▸ LESETEXT:
________________________

Flucht und Rettung unbegleiteter jüdischer Kinder aus Frankfurt am Main in die USA zwischen 1934 und 1945
Claudia Schulmerich
Frankfurt am Main (Weltexpresso) – Dies für unsere Frankfurter Memoria so wichtige Erhebung und Publizierung ist von Renate Hebauf und ist im Frankfurter Verlag brandes+apsel erschienen. Auch hier kann man nur fassungslos fragen, warum erst jetzt, 77 Jahre nach dem Ende des furchtbaren zweiten Weltkriegs, und gleichzeitig dankbar registrieren, wenigstens jetzt, denn durch diese immense Recherche und ihre öffentliche Kenntnisnahme wird ein weiteres düsteres, dunkles Kapitel Frankfurter NS-Geschichte ans Licht geholt – und diesmal ja mit positivem Ausgang.
Ich fange gerne mit dem an, was diesen geretteten Kindern erspart blieb: das Zusammentreiben an der Großmarkthalle, wovon die Züge nach Auschwitz und anderen Konzentrationslagern, den industriellen Tötungs- und Vernichtungslagern in den Tod fuhren. Aber, das wäre meine nächste Frage bei der Freude über gerettete jüdische Kinder: Was ist mit deren Eltern passiert, auch mit den Geschwistern? Das frage ich, weil das eigene Überleben eben auch als Bürde empfunden werden kann, wenn die übrige Familie ermordet wurde, liegt die Frage nahe: Warum bin ich verschont werden? Es ist also bei aller Freude über Gerettete damit noch nicht alles gesagt. Aber das sind unsere Gedanken, die allein der Titel auslöst. Schauen wir also, was im Buch alles steht.

________________________

▸ VORLIEGENDE DATEN:

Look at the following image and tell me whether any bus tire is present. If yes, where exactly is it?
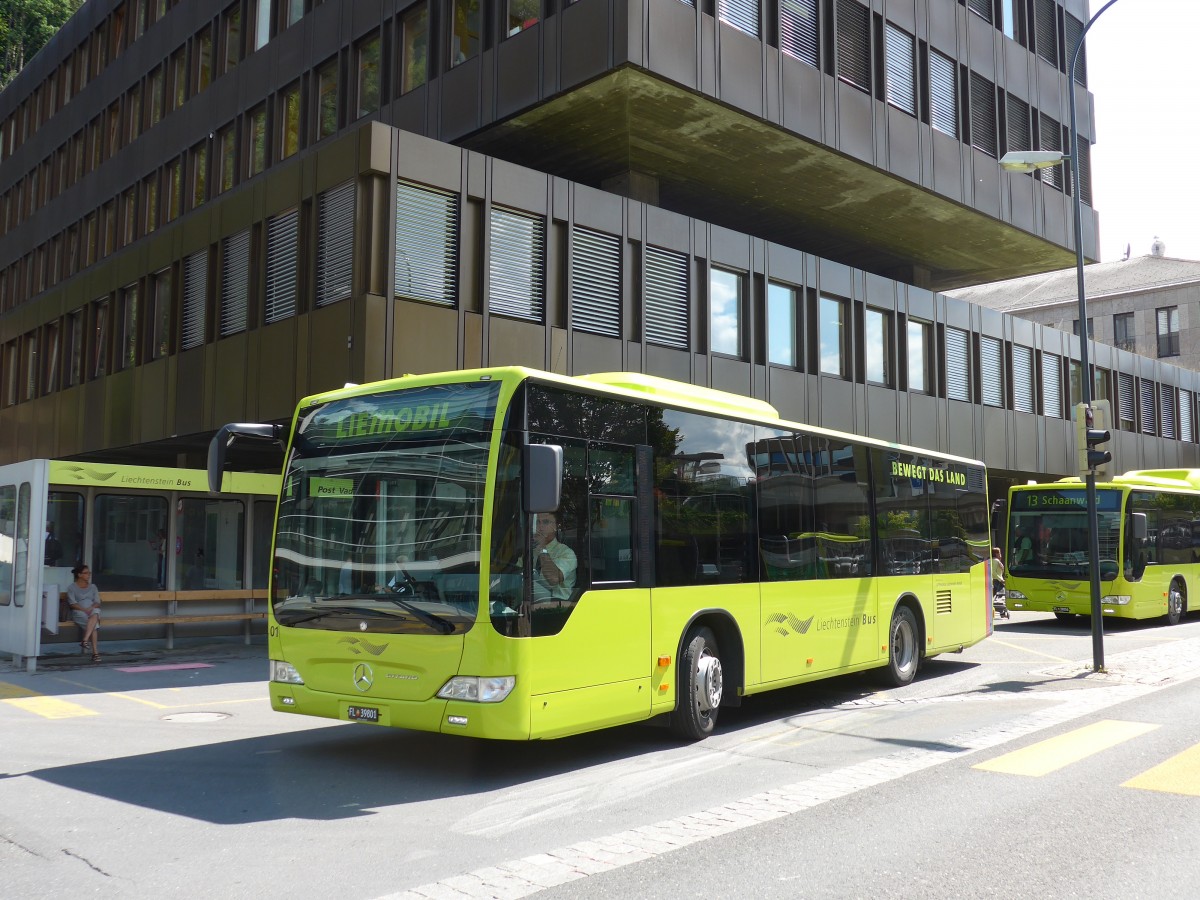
[1166,578,1184,625]
[886,606,920,688]
[671,628,725,740]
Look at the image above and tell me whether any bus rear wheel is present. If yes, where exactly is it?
[887,606,920,688]
[1166,581,1183,625]
[671,628,725,740]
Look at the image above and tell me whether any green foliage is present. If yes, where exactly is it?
[0,0,83,88]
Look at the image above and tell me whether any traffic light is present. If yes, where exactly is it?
[1075,400,1112,481]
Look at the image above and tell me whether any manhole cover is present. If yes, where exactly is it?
[162,713,229,722]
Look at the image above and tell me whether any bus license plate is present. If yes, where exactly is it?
[346,707,379,722]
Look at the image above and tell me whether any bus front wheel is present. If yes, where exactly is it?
[887,606,920,688]
[671,628,725,740]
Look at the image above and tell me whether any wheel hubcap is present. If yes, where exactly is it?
[696,653,725,713]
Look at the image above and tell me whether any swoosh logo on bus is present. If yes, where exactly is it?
[767,612,816,637]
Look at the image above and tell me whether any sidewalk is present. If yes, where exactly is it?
[0,635,266,677]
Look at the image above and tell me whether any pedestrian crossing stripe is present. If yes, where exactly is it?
[0,691,100,719]
[1121,744,1200,797]
[973,719,1159,778]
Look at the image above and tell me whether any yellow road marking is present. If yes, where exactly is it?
[972,719,1159,778]
[1121,744,1200,797]
[4,696,100,719]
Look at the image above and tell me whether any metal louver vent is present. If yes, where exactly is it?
[179,250,209,350]
[1042,353,1062,419]
[1117,372,1136,431]
[1159,384,1176,439]
[1013,347,1036,413]
[946,328,971,402]
[838,0,871,91]
[1138,378,1158,434]
[221,228,250,337]
[487,206,546,322]
[646,247,688,350]
[929,50,959,138]
[264,210,300,324]
[883,22,917,115]
[316,181,354,306]
[571,228,620,337]
[716,0,758,37]
[979,337,1004,407]
[779,0,820,66]
[971,72,998,156]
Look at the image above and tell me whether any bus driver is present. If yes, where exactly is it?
[533,512,578,600]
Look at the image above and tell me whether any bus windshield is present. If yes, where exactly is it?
[272,383,499,635]
[1008,487,1121,578]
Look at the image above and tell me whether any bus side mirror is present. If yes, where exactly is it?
[1133,512,1147,541]
[522,444,563,512]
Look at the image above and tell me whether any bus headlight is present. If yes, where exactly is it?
[270,659,304,684]
[438,676,517,703]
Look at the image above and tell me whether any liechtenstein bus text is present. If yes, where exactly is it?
[1006,469,1200,624]
[226,368,991,739]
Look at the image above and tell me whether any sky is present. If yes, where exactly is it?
[1084,0,1200,263]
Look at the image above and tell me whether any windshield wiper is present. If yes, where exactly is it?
[383,596,454,635]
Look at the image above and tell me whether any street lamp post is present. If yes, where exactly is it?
[1000,0,1117,672]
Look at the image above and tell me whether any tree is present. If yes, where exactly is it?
[0,0,83,88]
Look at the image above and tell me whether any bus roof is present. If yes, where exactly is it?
[298,366,983,467]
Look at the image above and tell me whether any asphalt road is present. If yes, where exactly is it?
[0,613,1200,900]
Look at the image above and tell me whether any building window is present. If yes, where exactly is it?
[716,0,758,37]
[817,296,847,378]
[979,337,1004,407]
[644,247,690,350]
[946,328,971,403]
[263,209,300,325]
[394,181,458,306]
[150,269,170,359]
[487,206,546,322]
[246,106,266,178]
[1112,312,1138,353]
[971,72,998,157]
[1013,347,1037,413]
[89,300,108,378]
[838,0,871,91]
[929,50,959,138]
[275,83,300,160]
[316,181,354,306]
[505,0,541,37]
[1038,114,1063,191]
[450,0,482,66]
[221,228,250,337]
[179,250,209,350]
[355,34,380,119]
[863,307,892,385]
[217,122,238,193]
[708,269,743,356]
[779,0,821,67]
[317,56,337,140]
[571,228,620,337]
[400,4,430,94]
[767,282,799,368]
[883,22,917,115]
[1152,306,1180,358]
[1138,378,1158,434]
[1042,353,1062,419]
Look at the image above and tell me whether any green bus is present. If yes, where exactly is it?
[209,367,991,739]
[1006,469,1200,625]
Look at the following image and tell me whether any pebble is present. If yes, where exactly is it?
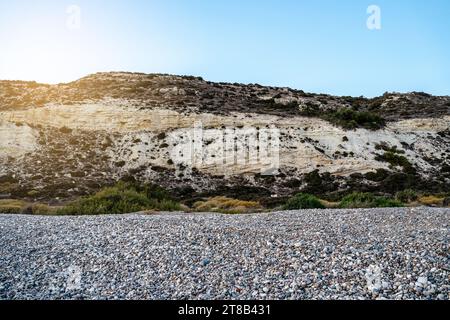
[0,207,450,300]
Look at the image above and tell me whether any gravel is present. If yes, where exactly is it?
[0,208,450,300]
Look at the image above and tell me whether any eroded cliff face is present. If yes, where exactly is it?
[0,74,450,200]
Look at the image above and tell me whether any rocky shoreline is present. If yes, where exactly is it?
[0,207,450,300]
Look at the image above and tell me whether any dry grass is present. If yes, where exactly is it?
[194,197,262,214]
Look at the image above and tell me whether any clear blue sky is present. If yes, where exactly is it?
[0,0,450,96]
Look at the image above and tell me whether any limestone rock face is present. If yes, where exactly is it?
[0,73,450,199]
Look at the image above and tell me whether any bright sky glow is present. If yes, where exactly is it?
[0,0,450,96]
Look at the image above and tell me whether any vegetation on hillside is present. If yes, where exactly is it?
[283,193,325,210]
[58,182,181,215]
[339,192,404,209]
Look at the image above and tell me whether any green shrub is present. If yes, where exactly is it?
[283,193,325,210]
[58,182,181,215]
[339,192,404,209]
[0,199,26,214]
[395,189,419,203]
[375,151,416,173]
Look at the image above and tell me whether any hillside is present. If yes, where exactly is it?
[0,73,450,203]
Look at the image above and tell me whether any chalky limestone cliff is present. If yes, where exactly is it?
[0,73,450,201]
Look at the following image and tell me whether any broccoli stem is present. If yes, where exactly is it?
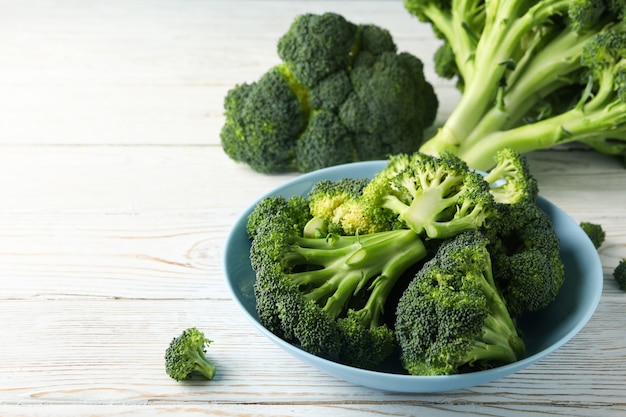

________________________

▸ ZIEL DER ÜBUNG: Geben Sie aus dem Text über die Rettung jüdischer Kinder den Abschnitt von „Flucht und Rettung“ bis „mit positivem Ausgang.“ wörtlich wieder. Die Einträge werden für die Bearbeitung nicht gebraucht.

▸ LÖSUNG DER ÜBUNG:
Flucht und Rettung unbegleiteter jüdischer Kinder aus Frankfurt am Main in die USA zwischen 1934 und 1945
Claudia Schulmerich
Frankfurt am Main (Weltexpresso) – Dies für unsere Frankfurter Memoria so wichtige Erhebung und Publizierung ist von Renate Hebauf und ist im Frankfurter Verlag brandes+apsel erschienen. Auch hier kann man nur fassungslos fragen, warum erst jetzt, 77 Jahre nach dem Ende des furchtbaren zweiten Weltkriegs, und gleichzeitig dankbar registrieren, wenigstens jetzt, denn durch diese immense Recherche und ihre öffentliche Kenntnisnahme wird ein weiteres düsteres, dunkles Kapitel Frankfurter NS-Geschichte ans Licht geholt – und diesmal ja mit positivem Ausgang.